My parents were born and raised in India, but they didn’t practice yoga, so my exposure to it wasn’t through them. They immigrated to the States with my brothers in 1965 and my sister and I were born in Lubbock, Texas. Growing up in Lubbock, we had a decent-size Indian community, but it wasn’t like growing up in a bigger city where you might have more interaction with your culture and language. I was a dancer, and I was introduced to yoga in college when one of my dance instructors recommended that I try it. I found a fantastic yoga teacher and was hooked.
After college I moved to New York City and immediately started looking for places to practice yoga. I went to several studios, and I kept getting pulled back to one that incorporated chanting and philosophy. I found those elements made the practice a significantly deeper experience. Within six years, I trained as a teacher.
Early on in my teaching career, a fellow teacher referred to me as “exotic” and told me it could be a boon to my career. At the time, I didn’t know what to do with her comment, although I knew I didn’t like it. Exotic means of a distant or foreign country, so apparently I have the look of a faraway place. Ironically, that place is India, which is where my parents and yoga are from! But... I’m American. She was separating the fact that I'm an American from the dominant (white) yoga culture in America. Thus, making me an “exotic” yoga teacher.
Another time I was chatting with a fellow teacher after she’d taken my class. I asked her for some feedback since she was senior to me and a teacher I respected. I used to chant a lot in my classes, and it became one of the main reasons students would come. This teacher smiled and told me that I had “one of those nasally Indian-sounding voices.” It was the closest she was coming to a compliment without it really being one. She was putting me in a category of “different” or “other.” My nasally Indian-sounding voice was not like the more accepted version of white voices singing Indian mantras.

**RECORD SET:**

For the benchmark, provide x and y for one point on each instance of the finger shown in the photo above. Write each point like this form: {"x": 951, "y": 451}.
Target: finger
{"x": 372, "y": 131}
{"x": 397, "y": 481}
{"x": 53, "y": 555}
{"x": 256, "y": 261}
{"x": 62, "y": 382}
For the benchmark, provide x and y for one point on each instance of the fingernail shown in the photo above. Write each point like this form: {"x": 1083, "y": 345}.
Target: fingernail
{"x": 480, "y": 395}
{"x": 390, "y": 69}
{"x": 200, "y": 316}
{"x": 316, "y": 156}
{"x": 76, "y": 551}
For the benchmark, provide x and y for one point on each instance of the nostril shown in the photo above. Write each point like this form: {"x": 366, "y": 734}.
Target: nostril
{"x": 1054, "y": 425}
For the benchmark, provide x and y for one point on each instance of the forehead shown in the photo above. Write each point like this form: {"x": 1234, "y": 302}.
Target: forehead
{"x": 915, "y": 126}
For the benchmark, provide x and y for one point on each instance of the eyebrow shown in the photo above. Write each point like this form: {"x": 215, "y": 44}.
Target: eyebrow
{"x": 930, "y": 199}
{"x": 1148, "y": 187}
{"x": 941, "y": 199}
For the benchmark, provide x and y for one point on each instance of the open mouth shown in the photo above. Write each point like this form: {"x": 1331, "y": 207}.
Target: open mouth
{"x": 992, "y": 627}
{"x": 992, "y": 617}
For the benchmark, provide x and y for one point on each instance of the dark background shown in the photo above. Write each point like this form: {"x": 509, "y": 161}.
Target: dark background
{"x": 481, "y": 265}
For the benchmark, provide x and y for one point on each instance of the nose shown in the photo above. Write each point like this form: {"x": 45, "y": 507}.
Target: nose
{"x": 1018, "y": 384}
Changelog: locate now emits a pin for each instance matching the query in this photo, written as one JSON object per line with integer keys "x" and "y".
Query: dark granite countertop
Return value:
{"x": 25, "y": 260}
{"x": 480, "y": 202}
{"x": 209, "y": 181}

**WORK INSTRUCTIONS:**
[1] According to the yoga essay, in what year did the narrator's parents immigrate to the States?
[2] Reproduce the passage of the yoga essay from "My parents were" up to and including "as a teacher.".

**SOLUTION SET:**
[1] 1965

[2]
My parents were born and raised in India, but they didn’t practice yoga, so my exposure to it wasn’t through them. They immigrated to the States with my brothers in 1965 and my sister and I were born in Lubbock, Texas. Growing up in Lubbock, we had a decent-size Indian community, but it wasn’t like growing up in a bigger city where you might have more interaction with your culture and language. I was a dancer, and I was introduced to yoga in college when one of my dance instructors recommended that I try it. I found a fantastic yoga teacher and was hooked.
After college I moved to New York City and immediately started looking for places to practice yoga. I went to several studios, and I kept getting pulled back to one that incorporated chanting and philosophy. I found those elements made the practice a significantly deeper experience. Within six years, I trained as a teacher.